### Work instructions
In the entries below, identify every line with the string "pixel" and copy it.

(Point-per-instance localization data)
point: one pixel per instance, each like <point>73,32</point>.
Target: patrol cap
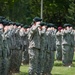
<point>43,24</point>
<point>67,24</point>
<point>17,23</point>
<point>11,22</point>
<point>1,17</point>
<point>36,19</point>
<point>5,22</point>
<point>50,25</point>
<point>59,28</point>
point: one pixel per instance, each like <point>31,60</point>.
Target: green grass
<point>58,69</point>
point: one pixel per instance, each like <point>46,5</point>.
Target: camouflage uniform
<point>67,46</point>
<point>34,48</point>
<point>51,47</point>
<point>43,50</point>
<point>26,44</point>
<point>6,54</point>
<point>58,46</point>
<point>1,50</point>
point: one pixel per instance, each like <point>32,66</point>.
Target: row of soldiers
<point>44,40</point>
<point>39,42</point>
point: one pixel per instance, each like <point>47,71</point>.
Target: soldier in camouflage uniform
<point>1,46</point>
<point>26,44</point>
<point>34,47</point>
<point>42,56</point>
<point>59,44</point>
<point>51,47</point>
<point>6,51</point>
<point>67,45</point>
<point>15,59</point>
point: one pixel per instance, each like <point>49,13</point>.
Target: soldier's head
<point>26,27</point>
<point>37,20</point>
<point>51,26</point>
<point>59,28</point>
<point>43,25</point>
<point>67,25</point>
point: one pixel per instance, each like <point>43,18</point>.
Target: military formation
<point>37,44</point>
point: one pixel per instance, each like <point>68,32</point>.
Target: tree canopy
<point>56,11</point>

### Output below
point: one pixel per instance, each like <point>73,32</point>.
point: one pixel per instance, each like <point>31,60</point>.
point: one pixel per instance, each like <point>46,5</point>.
point: one pixel per instance, each like <point>32,66</point>.
point: one pixel per instance, each like <point>47,71</point>.
point: one pixel per instance, each like <point>49,13</point>.
point: one pixel per instance, each like <point>43,18</point>.
point: one pixel per instance, each like <point>68,32</point>.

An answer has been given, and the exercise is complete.